_Dataset excerpts_
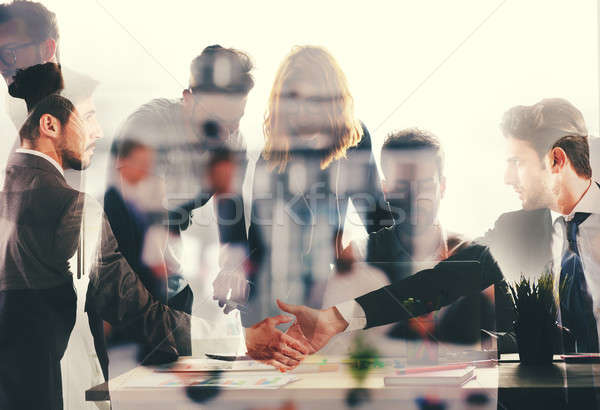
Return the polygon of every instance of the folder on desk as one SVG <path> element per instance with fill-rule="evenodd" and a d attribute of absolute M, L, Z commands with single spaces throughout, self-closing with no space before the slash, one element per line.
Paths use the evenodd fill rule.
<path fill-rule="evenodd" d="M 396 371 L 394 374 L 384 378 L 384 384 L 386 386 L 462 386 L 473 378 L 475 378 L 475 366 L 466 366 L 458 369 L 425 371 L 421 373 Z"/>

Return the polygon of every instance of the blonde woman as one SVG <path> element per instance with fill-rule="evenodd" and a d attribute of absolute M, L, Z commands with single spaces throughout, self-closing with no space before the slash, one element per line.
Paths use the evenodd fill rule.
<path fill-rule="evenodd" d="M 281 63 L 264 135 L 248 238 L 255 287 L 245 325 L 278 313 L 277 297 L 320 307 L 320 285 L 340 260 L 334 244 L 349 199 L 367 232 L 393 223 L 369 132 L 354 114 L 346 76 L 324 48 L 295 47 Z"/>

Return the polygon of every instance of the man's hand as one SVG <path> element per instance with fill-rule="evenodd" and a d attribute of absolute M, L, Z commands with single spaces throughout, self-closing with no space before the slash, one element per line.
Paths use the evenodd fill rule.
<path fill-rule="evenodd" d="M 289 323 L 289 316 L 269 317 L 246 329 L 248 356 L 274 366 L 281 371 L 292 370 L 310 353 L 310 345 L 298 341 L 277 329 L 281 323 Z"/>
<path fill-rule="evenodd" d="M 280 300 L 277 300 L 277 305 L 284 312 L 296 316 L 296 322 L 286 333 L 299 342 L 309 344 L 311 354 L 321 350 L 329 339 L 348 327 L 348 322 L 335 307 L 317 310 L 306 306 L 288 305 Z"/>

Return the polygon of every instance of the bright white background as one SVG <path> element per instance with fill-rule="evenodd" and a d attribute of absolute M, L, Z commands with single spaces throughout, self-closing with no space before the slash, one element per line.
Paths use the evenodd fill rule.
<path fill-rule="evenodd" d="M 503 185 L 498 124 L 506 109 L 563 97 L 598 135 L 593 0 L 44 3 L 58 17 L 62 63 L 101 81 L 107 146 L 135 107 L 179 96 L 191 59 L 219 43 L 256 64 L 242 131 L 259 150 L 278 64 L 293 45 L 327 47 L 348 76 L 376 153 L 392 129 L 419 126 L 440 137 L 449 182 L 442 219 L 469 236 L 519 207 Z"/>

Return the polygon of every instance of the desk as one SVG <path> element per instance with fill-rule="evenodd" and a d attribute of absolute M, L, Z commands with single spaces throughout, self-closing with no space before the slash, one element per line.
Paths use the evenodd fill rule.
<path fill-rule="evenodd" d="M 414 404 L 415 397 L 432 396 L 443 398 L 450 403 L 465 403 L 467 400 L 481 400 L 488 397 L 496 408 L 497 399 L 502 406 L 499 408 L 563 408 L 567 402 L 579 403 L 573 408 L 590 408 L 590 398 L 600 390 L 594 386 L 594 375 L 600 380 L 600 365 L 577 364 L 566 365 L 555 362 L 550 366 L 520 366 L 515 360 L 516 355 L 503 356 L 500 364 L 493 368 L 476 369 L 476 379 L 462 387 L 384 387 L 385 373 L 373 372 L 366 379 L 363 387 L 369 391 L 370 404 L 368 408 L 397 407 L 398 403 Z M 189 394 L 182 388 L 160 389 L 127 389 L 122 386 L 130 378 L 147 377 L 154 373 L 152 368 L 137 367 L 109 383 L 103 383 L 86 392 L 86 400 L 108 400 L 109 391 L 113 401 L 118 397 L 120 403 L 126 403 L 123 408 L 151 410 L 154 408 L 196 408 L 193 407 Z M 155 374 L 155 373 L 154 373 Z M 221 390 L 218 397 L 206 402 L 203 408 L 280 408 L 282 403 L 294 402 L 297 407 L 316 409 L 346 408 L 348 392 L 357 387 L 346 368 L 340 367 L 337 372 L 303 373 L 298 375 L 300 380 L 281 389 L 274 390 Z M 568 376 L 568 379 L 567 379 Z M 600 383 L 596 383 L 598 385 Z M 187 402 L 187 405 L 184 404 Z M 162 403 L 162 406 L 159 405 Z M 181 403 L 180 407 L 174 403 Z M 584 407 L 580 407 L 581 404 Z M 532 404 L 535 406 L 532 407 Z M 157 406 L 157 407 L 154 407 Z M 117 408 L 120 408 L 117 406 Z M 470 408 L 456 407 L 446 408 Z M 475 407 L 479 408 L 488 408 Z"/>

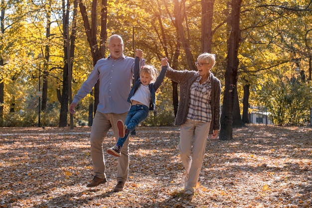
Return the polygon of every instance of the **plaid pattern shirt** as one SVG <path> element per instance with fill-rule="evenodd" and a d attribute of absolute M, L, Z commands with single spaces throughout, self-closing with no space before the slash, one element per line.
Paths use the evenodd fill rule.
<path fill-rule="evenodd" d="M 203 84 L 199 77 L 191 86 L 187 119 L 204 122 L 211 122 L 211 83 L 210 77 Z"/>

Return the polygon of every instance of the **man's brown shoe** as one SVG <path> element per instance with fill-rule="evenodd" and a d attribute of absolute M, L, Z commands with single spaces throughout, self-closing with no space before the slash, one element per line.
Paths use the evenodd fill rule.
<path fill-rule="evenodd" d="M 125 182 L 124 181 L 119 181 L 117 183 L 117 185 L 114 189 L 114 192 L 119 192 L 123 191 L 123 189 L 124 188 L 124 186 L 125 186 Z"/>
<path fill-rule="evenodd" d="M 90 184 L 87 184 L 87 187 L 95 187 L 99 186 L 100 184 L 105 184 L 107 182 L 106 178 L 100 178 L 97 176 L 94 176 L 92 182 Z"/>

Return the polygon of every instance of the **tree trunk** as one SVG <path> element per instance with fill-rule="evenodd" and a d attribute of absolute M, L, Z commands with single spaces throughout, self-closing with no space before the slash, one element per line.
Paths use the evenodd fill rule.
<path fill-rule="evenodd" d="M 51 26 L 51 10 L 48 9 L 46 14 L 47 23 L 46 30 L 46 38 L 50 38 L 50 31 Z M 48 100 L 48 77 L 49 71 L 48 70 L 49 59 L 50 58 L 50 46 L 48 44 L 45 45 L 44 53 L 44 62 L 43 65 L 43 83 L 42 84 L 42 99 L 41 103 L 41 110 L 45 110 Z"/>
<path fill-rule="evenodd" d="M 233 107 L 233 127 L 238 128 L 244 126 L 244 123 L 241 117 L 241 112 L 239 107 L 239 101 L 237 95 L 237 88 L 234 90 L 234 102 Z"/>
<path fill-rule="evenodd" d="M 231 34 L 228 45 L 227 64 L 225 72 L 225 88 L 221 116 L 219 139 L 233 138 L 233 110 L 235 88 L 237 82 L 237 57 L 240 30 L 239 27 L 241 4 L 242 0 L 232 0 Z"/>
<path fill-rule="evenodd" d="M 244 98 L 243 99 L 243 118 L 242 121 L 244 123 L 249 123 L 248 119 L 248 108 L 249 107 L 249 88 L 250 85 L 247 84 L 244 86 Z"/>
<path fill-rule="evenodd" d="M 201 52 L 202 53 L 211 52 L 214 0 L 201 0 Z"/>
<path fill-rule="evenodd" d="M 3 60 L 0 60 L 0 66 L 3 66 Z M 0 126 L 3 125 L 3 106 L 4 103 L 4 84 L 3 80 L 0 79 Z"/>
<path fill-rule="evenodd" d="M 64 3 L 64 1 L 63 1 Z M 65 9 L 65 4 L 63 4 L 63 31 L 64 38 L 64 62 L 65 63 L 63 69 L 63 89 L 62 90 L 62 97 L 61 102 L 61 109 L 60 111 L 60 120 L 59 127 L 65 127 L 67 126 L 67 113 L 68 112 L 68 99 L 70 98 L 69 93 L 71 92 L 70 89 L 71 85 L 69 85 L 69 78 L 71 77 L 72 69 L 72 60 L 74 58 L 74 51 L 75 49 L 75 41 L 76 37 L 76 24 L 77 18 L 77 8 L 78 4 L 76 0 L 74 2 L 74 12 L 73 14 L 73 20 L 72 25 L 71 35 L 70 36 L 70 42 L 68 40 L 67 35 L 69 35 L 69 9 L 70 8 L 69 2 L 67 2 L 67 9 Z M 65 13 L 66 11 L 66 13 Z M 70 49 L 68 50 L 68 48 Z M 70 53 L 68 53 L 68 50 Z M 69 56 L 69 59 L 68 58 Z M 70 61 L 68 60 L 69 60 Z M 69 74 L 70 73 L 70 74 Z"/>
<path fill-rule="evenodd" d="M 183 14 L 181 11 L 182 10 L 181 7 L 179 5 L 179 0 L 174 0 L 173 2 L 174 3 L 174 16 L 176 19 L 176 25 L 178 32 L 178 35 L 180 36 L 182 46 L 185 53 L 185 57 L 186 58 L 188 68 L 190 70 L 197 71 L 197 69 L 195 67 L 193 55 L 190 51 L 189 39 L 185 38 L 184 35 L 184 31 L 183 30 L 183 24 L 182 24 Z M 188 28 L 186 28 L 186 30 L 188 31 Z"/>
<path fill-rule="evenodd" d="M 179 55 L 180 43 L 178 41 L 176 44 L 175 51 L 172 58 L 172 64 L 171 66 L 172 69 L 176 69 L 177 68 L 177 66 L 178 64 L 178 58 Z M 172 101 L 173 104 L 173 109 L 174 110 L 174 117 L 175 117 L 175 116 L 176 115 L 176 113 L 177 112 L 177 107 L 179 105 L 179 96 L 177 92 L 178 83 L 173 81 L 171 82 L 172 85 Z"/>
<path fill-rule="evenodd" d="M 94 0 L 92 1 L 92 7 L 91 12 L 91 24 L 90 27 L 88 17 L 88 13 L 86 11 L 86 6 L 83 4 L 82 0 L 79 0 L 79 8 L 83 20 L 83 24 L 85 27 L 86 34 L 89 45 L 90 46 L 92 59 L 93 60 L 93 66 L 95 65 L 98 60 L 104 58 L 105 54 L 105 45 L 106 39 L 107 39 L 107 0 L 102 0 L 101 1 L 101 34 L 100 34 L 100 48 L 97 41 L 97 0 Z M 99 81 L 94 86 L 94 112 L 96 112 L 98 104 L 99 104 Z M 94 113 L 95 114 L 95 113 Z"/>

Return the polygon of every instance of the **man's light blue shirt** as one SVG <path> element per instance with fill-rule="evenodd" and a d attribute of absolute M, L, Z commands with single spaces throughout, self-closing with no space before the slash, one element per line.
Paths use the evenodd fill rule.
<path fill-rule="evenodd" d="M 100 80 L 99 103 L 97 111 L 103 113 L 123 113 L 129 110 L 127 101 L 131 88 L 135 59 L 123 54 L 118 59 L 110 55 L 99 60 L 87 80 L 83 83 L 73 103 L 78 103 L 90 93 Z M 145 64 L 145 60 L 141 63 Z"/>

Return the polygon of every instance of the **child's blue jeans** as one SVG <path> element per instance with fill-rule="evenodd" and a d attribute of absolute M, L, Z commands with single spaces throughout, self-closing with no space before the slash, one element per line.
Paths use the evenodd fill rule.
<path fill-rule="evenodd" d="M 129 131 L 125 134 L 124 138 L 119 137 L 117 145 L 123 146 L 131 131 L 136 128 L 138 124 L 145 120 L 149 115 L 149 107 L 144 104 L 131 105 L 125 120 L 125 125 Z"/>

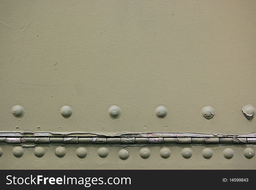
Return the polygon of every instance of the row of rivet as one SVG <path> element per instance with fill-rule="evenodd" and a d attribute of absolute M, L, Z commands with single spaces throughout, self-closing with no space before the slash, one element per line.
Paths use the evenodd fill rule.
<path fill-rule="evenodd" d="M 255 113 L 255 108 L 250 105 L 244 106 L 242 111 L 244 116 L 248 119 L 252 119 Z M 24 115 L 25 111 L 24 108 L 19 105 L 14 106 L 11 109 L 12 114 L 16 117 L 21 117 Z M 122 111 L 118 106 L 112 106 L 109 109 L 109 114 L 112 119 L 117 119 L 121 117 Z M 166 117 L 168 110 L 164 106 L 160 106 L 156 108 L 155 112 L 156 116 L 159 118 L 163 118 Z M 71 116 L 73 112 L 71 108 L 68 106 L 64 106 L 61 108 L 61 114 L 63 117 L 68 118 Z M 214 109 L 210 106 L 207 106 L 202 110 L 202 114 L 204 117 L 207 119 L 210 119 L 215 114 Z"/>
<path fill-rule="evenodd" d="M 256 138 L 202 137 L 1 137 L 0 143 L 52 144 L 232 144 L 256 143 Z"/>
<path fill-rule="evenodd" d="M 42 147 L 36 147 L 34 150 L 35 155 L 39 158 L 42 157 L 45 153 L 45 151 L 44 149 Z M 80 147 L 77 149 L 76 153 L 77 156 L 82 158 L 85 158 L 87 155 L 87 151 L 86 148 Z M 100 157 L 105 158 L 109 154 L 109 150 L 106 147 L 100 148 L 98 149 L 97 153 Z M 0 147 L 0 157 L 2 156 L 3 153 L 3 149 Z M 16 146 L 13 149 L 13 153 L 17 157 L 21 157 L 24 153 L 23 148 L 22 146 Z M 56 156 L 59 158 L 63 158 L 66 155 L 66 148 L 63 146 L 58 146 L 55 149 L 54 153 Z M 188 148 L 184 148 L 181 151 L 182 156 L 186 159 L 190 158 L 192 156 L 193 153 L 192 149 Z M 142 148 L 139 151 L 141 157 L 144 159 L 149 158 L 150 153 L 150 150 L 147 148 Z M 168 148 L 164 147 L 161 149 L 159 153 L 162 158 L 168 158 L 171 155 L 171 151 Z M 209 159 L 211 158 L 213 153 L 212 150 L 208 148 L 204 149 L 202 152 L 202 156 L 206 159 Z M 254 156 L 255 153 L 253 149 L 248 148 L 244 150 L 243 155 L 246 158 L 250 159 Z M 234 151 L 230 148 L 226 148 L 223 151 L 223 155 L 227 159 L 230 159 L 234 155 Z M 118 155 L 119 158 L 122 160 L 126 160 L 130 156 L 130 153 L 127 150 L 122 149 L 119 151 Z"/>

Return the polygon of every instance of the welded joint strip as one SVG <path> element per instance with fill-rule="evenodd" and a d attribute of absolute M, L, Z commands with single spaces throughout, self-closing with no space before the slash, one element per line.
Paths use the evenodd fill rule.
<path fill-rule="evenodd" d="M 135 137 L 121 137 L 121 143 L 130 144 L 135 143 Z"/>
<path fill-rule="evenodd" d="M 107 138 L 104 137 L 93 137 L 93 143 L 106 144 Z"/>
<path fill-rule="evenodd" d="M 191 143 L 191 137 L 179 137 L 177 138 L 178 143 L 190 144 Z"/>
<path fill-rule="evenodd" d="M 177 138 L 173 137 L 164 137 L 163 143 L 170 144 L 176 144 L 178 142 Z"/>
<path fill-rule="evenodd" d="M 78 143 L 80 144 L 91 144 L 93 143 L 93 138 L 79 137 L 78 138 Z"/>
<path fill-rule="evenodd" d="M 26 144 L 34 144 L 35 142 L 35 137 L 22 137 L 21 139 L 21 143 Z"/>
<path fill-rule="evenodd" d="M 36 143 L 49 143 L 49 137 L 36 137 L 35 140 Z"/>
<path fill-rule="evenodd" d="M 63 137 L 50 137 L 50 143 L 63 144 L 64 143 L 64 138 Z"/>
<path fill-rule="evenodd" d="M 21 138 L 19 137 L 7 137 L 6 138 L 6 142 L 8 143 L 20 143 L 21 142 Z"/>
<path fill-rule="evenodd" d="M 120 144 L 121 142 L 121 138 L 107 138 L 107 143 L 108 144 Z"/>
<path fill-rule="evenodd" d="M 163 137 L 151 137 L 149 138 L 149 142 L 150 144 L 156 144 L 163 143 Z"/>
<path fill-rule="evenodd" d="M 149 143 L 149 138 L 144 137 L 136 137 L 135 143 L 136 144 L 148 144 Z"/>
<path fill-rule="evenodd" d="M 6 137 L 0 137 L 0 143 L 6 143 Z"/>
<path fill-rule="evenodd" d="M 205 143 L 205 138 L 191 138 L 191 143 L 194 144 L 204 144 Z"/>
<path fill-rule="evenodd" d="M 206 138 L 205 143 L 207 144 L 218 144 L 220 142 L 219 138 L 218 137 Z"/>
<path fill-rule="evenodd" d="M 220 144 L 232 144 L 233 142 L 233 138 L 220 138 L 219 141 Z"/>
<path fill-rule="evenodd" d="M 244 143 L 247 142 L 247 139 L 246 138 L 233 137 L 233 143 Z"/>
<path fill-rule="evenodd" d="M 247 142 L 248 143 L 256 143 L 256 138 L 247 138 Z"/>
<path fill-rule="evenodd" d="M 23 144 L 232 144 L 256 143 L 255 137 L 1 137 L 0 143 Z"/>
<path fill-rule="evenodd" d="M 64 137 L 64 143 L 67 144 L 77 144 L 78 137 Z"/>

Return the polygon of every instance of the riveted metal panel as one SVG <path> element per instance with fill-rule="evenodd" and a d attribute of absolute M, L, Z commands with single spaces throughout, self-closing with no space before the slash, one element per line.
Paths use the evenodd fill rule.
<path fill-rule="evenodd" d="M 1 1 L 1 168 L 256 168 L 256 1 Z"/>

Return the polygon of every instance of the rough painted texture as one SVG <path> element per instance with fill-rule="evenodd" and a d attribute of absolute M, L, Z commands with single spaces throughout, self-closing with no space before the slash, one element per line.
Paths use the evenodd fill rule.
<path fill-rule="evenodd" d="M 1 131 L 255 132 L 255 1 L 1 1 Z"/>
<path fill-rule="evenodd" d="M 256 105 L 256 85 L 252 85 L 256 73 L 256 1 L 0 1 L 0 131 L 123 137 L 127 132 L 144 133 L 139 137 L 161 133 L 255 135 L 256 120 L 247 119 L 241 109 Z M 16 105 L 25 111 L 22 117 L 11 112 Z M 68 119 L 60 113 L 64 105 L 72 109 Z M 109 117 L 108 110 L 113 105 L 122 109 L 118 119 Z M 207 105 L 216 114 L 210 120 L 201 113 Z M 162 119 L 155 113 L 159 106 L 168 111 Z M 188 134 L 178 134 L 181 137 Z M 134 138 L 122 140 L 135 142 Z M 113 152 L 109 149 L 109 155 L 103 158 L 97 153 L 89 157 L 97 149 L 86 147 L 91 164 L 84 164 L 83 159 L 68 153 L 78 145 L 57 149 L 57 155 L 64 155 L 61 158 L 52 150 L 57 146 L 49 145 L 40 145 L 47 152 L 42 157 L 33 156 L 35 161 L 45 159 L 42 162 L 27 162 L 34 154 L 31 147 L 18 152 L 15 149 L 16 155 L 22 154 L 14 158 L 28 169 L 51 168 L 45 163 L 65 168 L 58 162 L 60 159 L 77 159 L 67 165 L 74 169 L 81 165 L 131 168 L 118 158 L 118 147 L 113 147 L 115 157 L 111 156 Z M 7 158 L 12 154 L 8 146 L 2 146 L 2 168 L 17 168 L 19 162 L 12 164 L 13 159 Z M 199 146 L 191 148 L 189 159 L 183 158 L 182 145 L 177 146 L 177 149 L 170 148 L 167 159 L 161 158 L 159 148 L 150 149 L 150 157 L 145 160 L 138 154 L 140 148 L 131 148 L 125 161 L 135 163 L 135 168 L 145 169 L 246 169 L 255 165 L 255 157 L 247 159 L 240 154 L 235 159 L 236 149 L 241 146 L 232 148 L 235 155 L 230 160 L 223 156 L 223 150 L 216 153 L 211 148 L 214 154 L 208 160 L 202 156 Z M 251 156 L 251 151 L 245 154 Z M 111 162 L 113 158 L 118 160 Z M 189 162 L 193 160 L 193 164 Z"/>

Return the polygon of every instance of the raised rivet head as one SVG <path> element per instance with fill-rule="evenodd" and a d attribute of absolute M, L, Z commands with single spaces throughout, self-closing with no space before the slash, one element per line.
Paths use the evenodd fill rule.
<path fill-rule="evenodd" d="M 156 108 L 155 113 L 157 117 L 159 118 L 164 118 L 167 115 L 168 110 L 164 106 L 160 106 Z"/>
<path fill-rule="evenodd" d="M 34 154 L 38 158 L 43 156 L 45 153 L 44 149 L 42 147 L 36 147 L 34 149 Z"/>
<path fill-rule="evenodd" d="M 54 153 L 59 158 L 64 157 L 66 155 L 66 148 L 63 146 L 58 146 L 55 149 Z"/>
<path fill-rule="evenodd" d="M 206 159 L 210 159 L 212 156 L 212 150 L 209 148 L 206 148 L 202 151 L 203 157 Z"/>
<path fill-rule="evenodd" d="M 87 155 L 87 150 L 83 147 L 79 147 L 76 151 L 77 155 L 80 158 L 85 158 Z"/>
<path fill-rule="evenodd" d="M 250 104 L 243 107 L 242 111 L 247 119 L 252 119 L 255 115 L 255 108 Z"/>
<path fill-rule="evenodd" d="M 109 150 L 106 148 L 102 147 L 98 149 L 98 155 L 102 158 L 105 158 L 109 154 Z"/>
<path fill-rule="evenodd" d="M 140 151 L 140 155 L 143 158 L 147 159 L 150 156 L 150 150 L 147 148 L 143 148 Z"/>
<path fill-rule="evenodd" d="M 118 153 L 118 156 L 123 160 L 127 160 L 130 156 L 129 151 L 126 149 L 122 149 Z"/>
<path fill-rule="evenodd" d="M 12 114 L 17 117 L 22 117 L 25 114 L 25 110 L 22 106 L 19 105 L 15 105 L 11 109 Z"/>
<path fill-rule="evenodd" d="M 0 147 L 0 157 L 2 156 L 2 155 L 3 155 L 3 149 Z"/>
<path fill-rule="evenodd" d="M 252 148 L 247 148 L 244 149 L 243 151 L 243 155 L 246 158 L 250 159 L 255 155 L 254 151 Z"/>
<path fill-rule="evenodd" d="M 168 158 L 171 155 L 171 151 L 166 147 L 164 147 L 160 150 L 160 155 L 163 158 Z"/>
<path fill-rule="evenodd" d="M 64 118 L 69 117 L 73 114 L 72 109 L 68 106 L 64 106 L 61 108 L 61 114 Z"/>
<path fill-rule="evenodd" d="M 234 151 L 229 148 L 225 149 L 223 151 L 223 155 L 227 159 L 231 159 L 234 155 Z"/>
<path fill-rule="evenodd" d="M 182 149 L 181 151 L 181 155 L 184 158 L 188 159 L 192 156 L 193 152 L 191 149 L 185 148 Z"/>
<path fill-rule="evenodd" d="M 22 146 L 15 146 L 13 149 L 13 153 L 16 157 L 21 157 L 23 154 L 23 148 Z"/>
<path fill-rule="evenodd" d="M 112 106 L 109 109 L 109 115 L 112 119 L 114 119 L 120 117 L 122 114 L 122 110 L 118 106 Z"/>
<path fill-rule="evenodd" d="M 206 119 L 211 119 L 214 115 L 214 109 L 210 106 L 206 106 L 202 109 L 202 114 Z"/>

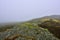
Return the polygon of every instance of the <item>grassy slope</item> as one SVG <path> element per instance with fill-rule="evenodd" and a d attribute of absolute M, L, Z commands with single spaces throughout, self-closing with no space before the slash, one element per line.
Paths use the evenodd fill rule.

_Task description_
Please lay out everything from the line containing "Return the polygon of every instance of the rough" down to the line containing "1 131 L 255" as a Markdown table with the columns Row and Line, numbering each line and leaving out blank ones.

_Output of the task_
| Row | Line |
|---|---|
| 1 | Return the polygon of every instance of the rough painted texture as one SVG <path> element per instance with fill-rule="evenodd" and a d attribute of absolute M, L, Z commands with single spaces throughout, self-closing with no space before the slash, one element per line. |
| 2 | Paths use the evenodd fill rule. |
| 3 | <path fill-rule="evenodd" d="M 1 131 L 255 132 L 255 1 L 1 1 Z"/> |